SET PROBLEM: Reproduce the data listing below with each "instance" swapped for "occurrence", leaving every other character as it is.

(Data listing)
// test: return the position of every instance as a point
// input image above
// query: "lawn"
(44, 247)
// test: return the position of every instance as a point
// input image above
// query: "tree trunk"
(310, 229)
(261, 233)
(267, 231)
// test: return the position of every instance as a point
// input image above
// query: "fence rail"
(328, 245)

EXERCISE RESULT:
// test: return the position of every occurrence as a point
// input image above
// query: "lawn"
(44, 247)
// test: return the position of every occurrence as a point
// input image above
// query: "tree trunk"
(310, 229)
(261, 233)
(267, 231)
// test: return the position of every occurrence as a point
// input image above
// query: "fence rail"
(328, 245)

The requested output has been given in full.